**BRIEF 1**
Translate this sentence from the passage on the painter Morrison into Spanish: "Over the next decade, Morrison’s reputation grew steadily, as did his success in expositions, state fairs, and other juried shows."
**BRIEF 2**
Write the next few sentences of the passage on the painter Morrison, picking up after its final sentence.

--- DOCUMENT SECTION Enclosed Below ---

In the early 1880s, Morrison moved to Atlanta, Georgia―ostensibly for health reasons―and established a teaching studio, offering students instruction in oil and watercolor. Best known for his still life paintings of flowers, fruit, fish, and game, Morrison painted in a highly detailed, traditional manner; and his canvases were widely admired for their photographic realism. In 1889, his paintings were displayed at the Piedmont Exposition to glowing reviews in the Atlanta Constitution: “No praise could be too high for this artist’s still life studies. They are not art, but nature in superb perfection.” Other newspaper accounts noted the artist’s impressive commissions and sales, as well as offers to relocate his studio to larger cities. Over the next decade, Morrison’s reputation grew steadily, as did his success in expositions, state fairs, and other juried shows. In contrast to his still lifes, Morrison also executed a selection of portraits, including a 1912 likeness of Langdon Cheves―the South Carolina legislator who served as Speaker of the United States House of Representatives―now held by the National Portrait Gallery.

--- End of Enclosed DOCUMENT SECTION ---
--- INFORMATION PROVIDED Enclosed Below ---

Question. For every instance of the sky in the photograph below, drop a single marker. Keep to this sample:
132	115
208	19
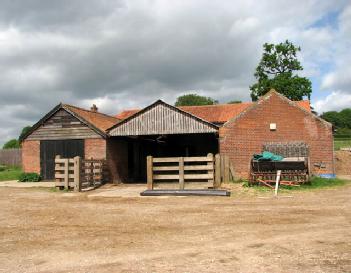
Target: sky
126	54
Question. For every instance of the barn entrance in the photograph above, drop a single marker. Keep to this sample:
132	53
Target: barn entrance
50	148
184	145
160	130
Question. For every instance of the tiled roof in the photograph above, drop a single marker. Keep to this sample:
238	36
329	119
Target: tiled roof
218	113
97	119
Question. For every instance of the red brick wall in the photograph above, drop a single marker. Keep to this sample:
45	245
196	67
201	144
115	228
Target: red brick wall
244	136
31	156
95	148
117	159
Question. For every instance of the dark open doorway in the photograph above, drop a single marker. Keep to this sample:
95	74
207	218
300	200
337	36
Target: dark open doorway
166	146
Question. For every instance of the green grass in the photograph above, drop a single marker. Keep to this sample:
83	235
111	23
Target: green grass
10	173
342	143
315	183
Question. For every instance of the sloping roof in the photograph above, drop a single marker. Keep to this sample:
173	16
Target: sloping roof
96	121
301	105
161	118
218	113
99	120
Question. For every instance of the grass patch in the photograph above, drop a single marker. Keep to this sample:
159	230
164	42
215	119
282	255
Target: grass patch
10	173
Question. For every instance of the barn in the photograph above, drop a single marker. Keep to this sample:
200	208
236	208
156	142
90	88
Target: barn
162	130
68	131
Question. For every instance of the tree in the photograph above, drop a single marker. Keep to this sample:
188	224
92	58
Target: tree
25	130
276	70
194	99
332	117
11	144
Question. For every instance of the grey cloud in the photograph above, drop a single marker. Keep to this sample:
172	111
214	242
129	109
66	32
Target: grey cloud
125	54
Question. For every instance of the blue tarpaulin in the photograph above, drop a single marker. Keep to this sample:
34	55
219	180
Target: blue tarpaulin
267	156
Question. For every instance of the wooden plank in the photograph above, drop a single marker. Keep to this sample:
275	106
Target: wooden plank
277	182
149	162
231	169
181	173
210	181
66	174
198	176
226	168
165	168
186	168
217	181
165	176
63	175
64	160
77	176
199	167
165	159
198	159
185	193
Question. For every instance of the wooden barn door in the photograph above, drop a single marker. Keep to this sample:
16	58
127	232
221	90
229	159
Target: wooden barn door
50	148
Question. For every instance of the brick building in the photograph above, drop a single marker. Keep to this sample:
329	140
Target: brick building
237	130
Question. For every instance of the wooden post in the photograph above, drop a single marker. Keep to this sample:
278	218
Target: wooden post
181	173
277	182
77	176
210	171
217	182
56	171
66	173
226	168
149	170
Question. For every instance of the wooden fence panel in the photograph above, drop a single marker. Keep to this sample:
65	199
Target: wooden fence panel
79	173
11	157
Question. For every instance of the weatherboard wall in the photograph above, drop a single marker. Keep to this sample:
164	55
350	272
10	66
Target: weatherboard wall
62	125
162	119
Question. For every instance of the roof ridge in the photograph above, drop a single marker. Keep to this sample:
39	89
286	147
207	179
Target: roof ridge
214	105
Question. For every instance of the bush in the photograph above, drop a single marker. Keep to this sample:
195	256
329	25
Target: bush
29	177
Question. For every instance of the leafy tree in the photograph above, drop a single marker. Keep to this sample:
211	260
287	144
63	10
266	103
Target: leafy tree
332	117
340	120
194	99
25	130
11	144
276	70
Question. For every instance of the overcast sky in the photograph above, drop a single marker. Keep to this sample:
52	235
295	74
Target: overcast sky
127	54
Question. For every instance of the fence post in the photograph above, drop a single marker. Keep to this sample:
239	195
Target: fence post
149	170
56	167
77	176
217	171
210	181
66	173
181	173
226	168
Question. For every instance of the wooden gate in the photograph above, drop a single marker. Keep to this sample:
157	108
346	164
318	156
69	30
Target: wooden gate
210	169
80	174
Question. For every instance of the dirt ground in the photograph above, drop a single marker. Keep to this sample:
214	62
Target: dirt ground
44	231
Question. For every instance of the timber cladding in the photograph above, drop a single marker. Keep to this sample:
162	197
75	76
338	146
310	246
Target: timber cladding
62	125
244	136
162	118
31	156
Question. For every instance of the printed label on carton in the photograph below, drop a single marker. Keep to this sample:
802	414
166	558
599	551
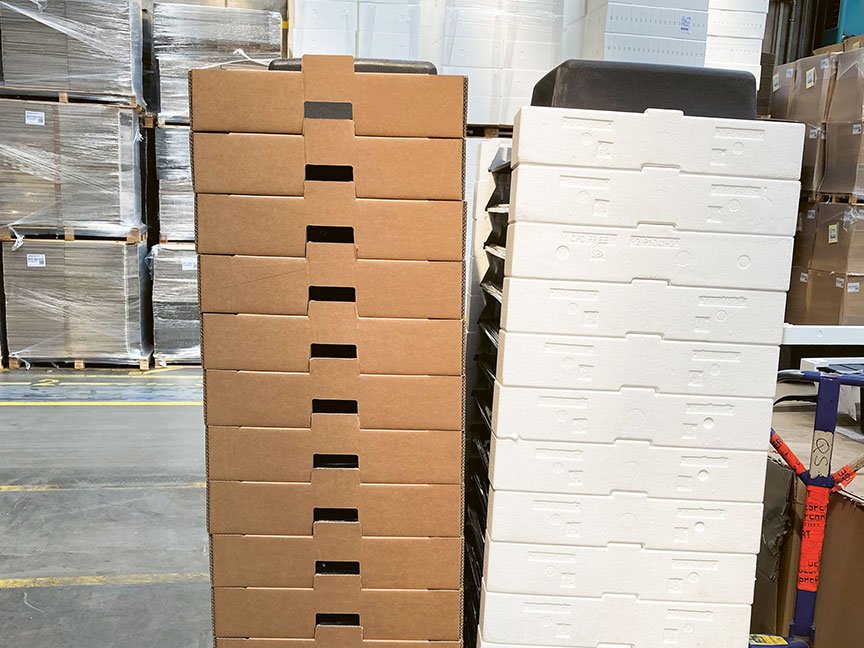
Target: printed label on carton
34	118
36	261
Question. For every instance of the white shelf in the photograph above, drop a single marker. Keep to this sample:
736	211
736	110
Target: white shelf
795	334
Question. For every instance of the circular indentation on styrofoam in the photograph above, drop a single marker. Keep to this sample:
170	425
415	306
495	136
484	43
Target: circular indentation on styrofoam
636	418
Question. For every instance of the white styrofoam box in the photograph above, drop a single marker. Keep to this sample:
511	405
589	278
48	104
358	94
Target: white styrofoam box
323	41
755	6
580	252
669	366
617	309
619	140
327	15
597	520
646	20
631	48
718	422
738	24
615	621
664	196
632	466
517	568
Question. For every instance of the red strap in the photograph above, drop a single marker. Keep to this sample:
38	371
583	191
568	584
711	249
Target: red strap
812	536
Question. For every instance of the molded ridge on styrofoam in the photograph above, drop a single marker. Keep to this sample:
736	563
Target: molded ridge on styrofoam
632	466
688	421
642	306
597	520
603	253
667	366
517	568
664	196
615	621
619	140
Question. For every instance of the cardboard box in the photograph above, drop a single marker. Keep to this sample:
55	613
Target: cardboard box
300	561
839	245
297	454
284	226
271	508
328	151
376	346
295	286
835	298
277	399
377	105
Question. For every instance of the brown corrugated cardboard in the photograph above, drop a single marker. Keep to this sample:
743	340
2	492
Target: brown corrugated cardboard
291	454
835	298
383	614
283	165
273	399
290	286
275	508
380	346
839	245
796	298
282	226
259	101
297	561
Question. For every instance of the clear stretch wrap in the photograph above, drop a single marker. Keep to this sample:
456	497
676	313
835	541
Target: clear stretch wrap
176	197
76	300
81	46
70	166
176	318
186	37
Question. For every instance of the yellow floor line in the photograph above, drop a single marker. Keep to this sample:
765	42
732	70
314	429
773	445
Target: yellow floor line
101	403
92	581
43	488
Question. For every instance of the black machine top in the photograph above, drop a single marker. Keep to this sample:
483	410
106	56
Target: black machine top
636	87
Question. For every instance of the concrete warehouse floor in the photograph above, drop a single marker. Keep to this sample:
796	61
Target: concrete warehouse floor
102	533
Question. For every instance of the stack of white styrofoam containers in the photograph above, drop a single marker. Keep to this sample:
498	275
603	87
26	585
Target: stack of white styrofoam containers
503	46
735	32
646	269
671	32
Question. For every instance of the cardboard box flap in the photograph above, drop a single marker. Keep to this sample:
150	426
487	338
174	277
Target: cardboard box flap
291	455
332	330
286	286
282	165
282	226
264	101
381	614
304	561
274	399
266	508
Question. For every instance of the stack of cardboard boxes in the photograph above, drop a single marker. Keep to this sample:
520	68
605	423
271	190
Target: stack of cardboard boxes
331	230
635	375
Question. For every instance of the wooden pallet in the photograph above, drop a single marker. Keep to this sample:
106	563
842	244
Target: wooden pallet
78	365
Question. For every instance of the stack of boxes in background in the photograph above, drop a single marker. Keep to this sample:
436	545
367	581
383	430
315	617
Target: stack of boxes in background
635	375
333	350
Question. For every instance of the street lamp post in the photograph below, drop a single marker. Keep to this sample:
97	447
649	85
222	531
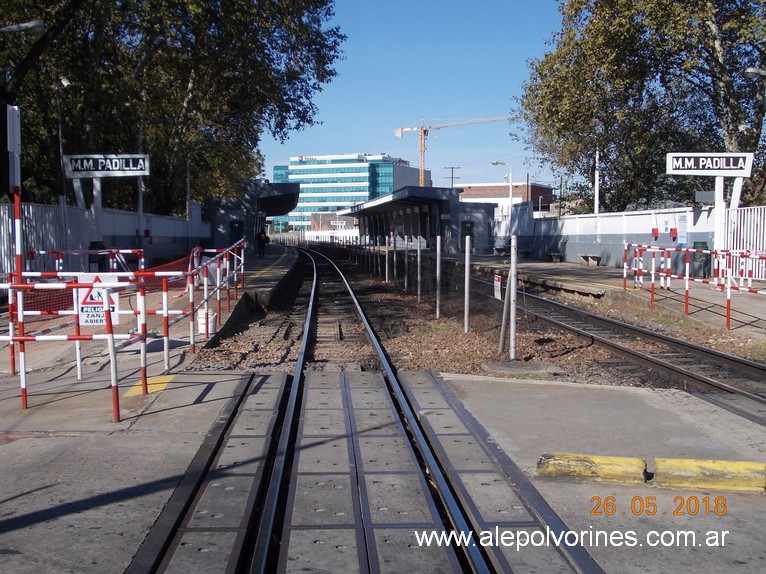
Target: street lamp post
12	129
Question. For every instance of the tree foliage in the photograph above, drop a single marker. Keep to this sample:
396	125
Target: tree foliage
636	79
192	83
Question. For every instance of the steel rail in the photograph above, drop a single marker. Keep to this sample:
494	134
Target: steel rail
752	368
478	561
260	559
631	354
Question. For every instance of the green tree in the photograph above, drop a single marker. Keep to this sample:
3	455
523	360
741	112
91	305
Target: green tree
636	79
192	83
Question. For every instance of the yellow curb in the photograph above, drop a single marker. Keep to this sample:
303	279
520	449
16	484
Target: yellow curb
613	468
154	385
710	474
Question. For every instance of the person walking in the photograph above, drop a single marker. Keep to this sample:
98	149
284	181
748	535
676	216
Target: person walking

--- End of Enclosed INFORMATION PROVIDED ---

**TASK ANSWER 1**
Durante la década siguiente, la reputación de Morrison creció de manera constante, al igual que su éxito en exposiciones, ferias estatales y otras muestras con jurado.

**TASK ANSWER 2**
As Morrison’s career flourished, he still found time to pursue his other passion, the outdoors. During hunting and fishing expeditions in the mountains of North Carolina and in the marshlands of Florida, he found abundant inspiration for his wildlife studies. By the late 1890s, he was spending the winter months in Florida, a landscape he described as “bewildering . . . intoxicating . . . the most beautiful country on earth.” He made at least one return visit to Canada.

Hal Morrison resided in Atlanta until 1918. Shortly after his wife’s death that year, he remarried and moved to Florida, only to return to the Atlanta area in 1927 because of an illness that required hospitalization. He died within days of being admitted to the Davis-Fischer Sanatorium in September of that year. The Atlanta Journal paid tribute to Morrison’s talents and character, describing his death as a “great loss to southern art as well as a personal loss [to] the artistic and social circles of the city.”